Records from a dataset
━━━━━━━━
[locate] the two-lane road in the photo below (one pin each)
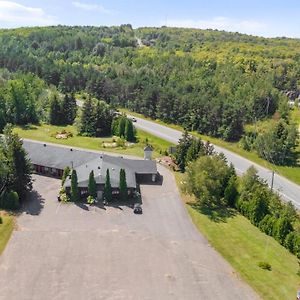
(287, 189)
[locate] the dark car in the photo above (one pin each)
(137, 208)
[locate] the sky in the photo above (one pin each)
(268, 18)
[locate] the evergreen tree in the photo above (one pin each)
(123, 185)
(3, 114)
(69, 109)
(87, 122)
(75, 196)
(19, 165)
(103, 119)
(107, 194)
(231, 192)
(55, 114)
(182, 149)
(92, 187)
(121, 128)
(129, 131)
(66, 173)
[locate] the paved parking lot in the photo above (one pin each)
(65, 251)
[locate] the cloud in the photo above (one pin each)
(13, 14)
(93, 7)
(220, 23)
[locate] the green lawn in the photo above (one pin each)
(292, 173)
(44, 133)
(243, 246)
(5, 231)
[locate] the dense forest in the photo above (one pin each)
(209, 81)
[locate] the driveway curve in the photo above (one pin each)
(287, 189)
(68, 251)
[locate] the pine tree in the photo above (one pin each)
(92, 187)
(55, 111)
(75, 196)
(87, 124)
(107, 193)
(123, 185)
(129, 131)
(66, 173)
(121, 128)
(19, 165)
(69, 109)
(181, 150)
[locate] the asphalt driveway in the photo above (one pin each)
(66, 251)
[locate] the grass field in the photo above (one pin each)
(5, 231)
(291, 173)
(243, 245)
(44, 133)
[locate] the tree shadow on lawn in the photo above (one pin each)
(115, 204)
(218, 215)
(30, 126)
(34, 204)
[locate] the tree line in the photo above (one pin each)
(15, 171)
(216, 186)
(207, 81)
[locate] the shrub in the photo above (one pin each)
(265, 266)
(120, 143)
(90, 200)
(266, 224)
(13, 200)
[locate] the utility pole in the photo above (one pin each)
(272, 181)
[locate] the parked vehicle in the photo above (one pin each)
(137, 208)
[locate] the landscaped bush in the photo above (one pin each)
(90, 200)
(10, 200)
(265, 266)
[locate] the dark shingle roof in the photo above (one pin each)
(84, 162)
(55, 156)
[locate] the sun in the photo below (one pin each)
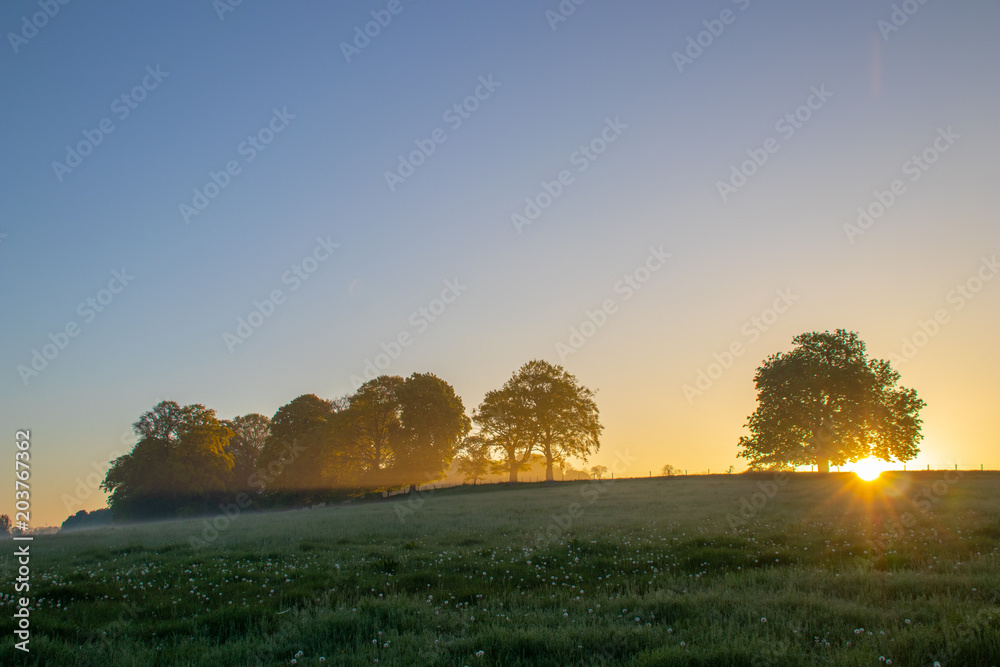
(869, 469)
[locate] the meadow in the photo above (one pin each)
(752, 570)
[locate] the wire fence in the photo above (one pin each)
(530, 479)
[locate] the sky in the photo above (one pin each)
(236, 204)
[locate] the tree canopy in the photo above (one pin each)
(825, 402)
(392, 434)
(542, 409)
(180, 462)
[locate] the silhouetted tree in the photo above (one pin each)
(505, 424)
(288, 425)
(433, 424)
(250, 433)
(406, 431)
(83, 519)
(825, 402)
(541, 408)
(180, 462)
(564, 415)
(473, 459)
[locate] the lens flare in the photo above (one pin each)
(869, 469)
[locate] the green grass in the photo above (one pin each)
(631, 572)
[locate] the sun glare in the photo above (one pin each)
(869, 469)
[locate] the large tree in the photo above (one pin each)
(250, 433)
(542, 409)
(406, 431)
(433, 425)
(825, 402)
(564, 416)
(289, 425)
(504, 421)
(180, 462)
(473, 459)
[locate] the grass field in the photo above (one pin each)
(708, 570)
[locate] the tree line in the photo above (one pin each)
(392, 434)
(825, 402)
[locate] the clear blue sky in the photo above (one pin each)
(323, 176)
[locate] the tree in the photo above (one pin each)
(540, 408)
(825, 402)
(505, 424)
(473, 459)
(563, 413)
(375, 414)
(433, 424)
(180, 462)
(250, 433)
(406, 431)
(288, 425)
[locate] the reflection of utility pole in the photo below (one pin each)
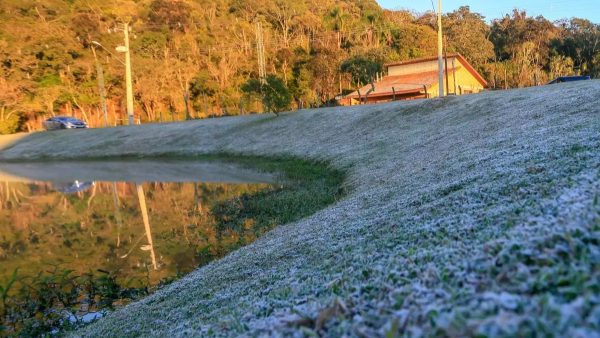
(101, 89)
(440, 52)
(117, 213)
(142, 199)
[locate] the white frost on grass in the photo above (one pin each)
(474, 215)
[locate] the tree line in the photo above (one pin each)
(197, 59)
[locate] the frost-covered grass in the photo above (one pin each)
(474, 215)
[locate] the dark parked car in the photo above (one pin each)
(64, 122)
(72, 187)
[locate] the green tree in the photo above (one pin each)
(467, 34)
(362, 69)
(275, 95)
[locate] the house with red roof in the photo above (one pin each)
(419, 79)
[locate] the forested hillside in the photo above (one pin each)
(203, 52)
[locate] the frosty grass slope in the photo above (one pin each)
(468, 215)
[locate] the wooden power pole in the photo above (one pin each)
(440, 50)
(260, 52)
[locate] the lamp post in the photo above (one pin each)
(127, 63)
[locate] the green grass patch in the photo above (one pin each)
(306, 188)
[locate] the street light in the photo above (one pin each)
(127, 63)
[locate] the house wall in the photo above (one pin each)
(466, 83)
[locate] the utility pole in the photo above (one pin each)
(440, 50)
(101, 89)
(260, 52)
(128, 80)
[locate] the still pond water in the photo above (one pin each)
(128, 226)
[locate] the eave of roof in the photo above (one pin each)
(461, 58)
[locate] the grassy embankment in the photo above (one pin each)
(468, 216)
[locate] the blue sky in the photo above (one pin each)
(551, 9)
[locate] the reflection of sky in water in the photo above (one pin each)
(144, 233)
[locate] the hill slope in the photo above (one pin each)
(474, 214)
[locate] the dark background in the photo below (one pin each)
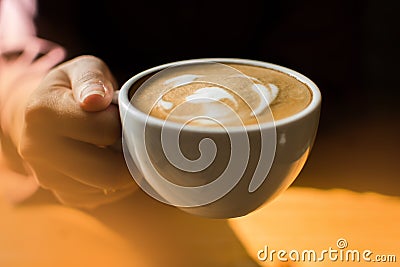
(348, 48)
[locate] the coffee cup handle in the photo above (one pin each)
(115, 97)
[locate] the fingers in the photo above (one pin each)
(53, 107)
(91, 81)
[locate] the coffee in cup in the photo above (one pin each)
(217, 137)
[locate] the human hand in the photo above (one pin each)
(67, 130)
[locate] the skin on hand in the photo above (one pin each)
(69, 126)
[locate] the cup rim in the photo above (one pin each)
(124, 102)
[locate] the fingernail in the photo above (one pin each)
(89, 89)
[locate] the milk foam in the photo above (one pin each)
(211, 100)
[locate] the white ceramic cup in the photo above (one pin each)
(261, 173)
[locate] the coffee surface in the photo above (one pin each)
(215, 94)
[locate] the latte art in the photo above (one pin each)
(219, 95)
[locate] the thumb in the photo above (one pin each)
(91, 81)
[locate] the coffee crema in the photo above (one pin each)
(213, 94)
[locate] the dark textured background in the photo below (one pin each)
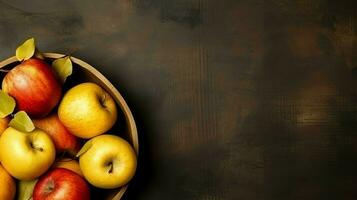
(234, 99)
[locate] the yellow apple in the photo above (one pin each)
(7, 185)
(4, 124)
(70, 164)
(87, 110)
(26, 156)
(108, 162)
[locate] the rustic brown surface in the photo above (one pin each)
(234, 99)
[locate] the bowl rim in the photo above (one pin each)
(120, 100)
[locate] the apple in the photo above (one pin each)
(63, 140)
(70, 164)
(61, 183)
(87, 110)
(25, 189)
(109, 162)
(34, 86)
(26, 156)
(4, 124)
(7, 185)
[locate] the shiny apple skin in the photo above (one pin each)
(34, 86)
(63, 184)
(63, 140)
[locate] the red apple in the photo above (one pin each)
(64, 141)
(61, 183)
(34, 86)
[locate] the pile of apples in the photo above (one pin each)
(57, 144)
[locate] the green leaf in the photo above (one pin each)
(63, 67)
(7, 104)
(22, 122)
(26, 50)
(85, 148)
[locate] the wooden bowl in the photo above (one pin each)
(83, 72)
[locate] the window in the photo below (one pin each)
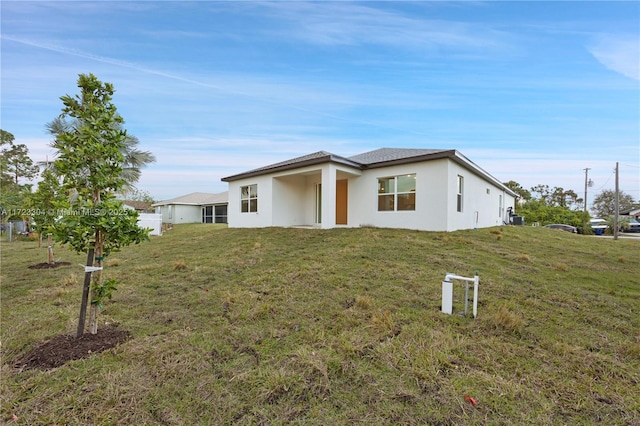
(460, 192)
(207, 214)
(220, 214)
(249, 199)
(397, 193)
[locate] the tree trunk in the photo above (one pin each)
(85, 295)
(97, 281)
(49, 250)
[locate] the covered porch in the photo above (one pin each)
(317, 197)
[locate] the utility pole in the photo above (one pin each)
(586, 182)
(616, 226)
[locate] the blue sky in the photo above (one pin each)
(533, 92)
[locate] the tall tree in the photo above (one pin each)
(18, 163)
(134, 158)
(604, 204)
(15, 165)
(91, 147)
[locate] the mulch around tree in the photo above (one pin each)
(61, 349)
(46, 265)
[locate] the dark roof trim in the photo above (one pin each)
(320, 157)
━━━━━━━━
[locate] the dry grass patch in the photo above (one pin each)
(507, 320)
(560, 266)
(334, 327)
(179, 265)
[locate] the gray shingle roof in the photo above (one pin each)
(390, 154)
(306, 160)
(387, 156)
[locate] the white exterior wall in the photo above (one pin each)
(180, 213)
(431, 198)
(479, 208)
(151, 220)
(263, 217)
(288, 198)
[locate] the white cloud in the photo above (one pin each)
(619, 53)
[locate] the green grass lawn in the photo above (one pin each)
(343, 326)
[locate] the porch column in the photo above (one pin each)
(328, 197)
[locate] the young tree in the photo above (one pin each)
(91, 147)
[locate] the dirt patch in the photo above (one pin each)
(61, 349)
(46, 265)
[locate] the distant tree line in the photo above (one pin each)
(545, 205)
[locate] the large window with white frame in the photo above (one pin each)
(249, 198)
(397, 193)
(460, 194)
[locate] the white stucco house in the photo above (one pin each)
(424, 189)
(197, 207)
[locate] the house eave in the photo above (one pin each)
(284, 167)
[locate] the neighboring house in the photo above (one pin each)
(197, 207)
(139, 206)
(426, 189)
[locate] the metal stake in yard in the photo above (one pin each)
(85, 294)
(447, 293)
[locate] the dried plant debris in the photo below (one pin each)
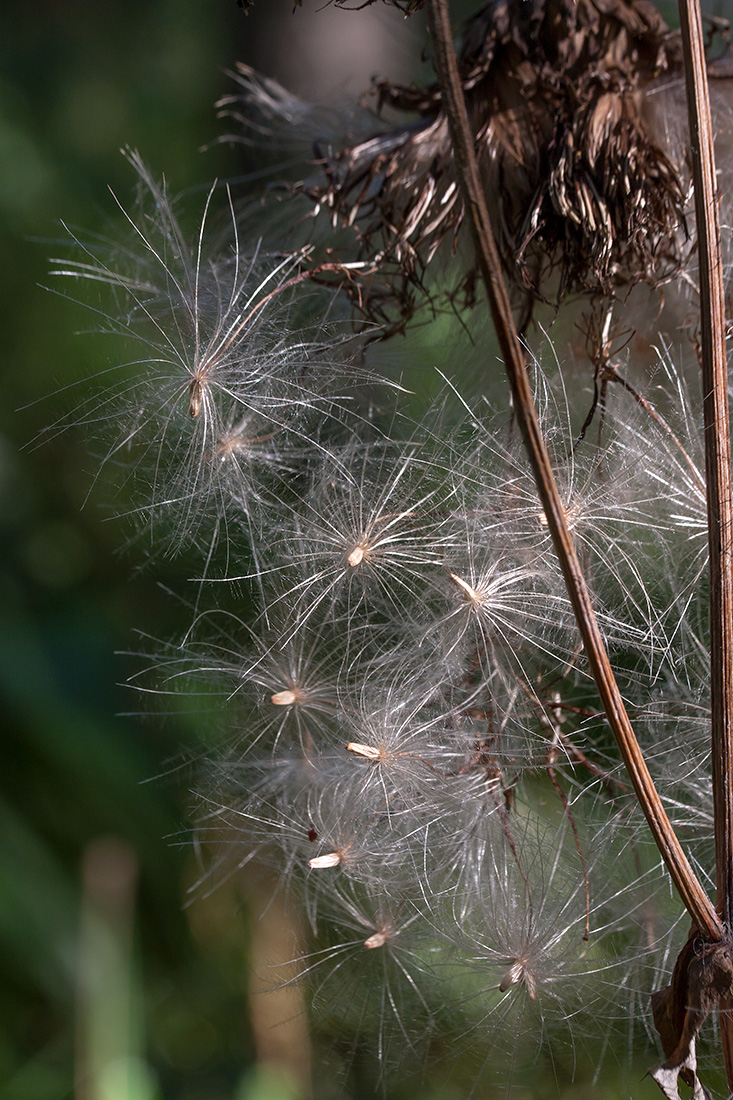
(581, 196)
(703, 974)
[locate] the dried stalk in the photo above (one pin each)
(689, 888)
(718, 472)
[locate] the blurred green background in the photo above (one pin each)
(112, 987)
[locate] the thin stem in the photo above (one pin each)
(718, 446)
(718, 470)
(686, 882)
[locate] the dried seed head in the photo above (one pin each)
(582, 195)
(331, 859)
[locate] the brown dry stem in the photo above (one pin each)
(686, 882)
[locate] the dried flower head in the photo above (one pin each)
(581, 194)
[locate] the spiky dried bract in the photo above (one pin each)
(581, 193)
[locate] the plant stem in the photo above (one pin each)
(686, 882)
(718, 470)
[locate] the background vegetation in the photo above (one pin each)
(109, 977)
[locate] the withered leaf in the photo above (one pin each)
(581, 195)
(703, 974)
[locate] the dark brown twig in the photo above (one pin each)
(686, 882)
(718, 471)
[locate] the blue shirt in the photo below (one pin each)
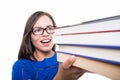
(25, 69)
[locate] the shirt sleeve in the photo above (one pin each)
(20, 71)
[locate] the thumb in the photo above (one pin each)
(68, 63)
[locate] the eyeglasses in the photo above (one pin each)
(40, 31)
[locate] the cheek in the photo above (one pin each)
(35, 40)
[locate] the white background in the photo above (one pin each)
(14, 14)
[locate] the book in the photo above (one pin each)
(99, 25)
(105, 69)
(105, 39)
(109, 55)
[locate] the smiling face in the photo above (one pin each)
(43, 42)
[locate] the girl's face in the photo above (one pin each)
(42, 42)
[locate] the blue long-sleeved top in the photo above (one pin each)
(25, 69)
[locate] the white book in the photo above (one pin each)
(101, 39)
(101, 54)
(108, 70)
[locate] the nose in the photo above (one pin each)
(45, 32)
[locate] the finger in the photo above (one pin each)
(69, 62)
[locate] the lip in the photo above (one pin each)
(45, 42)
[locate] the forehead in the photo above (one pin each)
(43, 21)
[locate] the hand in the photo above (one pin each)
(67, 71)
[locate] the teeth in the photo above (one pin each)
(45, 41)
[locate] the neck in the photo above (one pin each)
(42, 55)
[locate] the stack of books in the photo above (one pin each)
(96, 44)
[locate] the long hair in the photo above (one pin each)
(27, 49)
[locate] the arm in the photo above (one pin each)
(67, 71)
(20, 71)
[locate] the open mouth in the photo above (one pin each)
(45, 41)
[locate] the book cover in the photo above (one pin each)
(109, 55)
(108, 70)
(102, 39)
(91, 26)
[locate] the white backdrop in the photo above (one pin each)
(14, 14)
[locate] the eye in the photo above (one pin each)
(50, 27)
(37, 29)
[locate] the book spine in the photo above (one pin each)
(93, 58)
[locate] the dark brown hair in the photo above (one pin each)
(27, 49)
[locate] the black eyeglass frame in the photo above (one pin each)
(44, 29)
━━━━━━━━
What is required =
Pick out every line in the data above that contains the word "slope", and copy each of those lines.

The output =
[locate] the frosty grass slope in the photo above (one pin each)
[locate] the hill slope in the photo above (one pin each)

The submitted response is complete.